Text:
== == ==

Die christliche Apokalyptik

(…) Ich habe bereits erwähnt, wie sehr die christliche Apokalyptik eine Fortführung der jüdischen Heilserwartung ist. Das Schwergewicht wird also auf denjenigen Zügen einer christlichen Apokalyptik liegen, wo diese Neues und Originäres entwickelt hat. (…)

„Man wird das Christentum der Apokalypse als ein schwach christianisiertes Judentum bezeichnen müssen.“

Dieser Satz Bultmanns markiert den Beginn eines Prozesses, der vom „Christentum der Apokalypse“ zu einer selbständigen „Apokalyptik des Christentums“ führt. Es ist gleichzeitig der Prozess, in dem sich auch „die Eschatologie des Christentums von der des Judentums entfernte“. Dieser Entwicklung wollen wir kurz nachgehen. Die Verkündigung Jesu ist ebenso wie die der Evangelisten von eschatologischer Naherwartung geprägt. Hier begegnen uns ebenso wie in der paulinischen Verkündigung religionsgeschichtlich bereits bekannte Motive:

1) Endzeitliche Wehen wie Hass und Verrat, Umsturz der bisherigen Verhältnisse und kosmische Katastrophen, die dem eigentlichen Gericht vorausgehen:

„Dann werden viele abfallen und werden sich untereinander verraten und werden sich untereinander hassen […]. Sogleich aber nach der Bedrängnis jener Zeit wird die Sonne sich verfinstern und der Mond seinen Schein verlieren, und die Sterne werden vom Himmel fallen, und die Kräfte der Himmel werden ins Wanken kommen.“

2) Das Jüngste Gericht (als kosmisches, alle Menschen betreffendes Weltgericht) mit dem Richter auf dem Thron:

„Wenn aber der Menschensohn kommen wird in seiner Herrlichkeit, und alle Engel mit ihm, dann wird er sitzen auf dem Thron seiner Herrlichkeit […].“

Interessant ist in diesem Zusammenhang auch der Verweis auf die bereits aus Dan 7

bekannte Gestalt des „Menschensohns“ als Messias der Endzeit.

== == ==

Aufgaben:
1. Von wem stammt laut dem Text der Satz, man müsse das Christentum der Apokalypse als ein schwach christianisiertes Judentum bezeichnen?
2. Gib aus dem Text über die christliche Apokalyptik wortgetreu die Stelle zwischen „1) Endzeitliche Wehen“ und „Messias der Endzeit.“ wieder, beides eingeschlossen.
3. Was passiert laut dem Zitat im Text nach der Bedrängnis jener Zeit mit der Sonne, dem Mond, den Sternen und den Kräften der Himmel? Zähl alles auf.

Gezeigte Daten:

== == ==

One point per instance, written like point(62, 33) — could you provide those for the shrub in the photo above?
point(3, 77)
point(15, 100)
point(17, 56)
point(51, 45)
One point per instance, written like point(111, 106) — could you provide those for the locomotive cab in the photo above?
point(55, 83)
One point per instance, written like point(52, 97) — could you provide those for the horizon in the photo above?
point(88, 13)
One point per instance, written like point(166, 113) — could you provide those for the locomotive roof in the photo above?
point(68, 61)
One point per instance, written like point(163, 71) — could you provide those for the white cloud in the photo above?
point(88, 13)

== == ==

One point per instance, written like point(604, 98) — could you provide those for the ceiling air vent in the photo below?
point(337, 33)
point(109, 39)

== == ==

Lösungen:
1. Von Bultmann.

2.
1) Endzeitliche Wehen wie Hass und Verrat, Umsturz der bisherigen Verhältnisse und kosmische Katastrophen, die dem eigentlichen Gericht vorausgehen:

„Dann werden viele abfallen und werden sich untereinander verraten und werden sich untereinander hassen […]. Sogleich aber nach der Bedrängnis jener Zeit wird die Sonne sich verfinstern und der Mond seinen Schein verlieren, und die Sterne werden vom Himmel fallen, und die Kräfte der Himmel werden ins Wanken kommen.“

2) Das Jüngste Gericht (als kosmisches, alle Menschen betreffendes Weltgericht) mit dem Richter auf dem Thron:

„Wenn aber der Menschensohn kommen wird in seiner Herrlichkeit, und alle Engel mit ihm, dann wird er sitzen auf dem Thron seiner Herrlichkeit […].“

Interessant ist in diesem Zusammenhang auch der Verweis auf die bereits aus Dan 7

bekannte Gestalt des „Menschensohns“ als Messias der Endzeit.

3.
- Die Sonne wird sich verfinstern.
- Der Mond wird seinen Schein verlieren.
- Die Sterne werden vom Himmel fallen.
- Die Kräfte der Himmel werden ins Wanken kommen.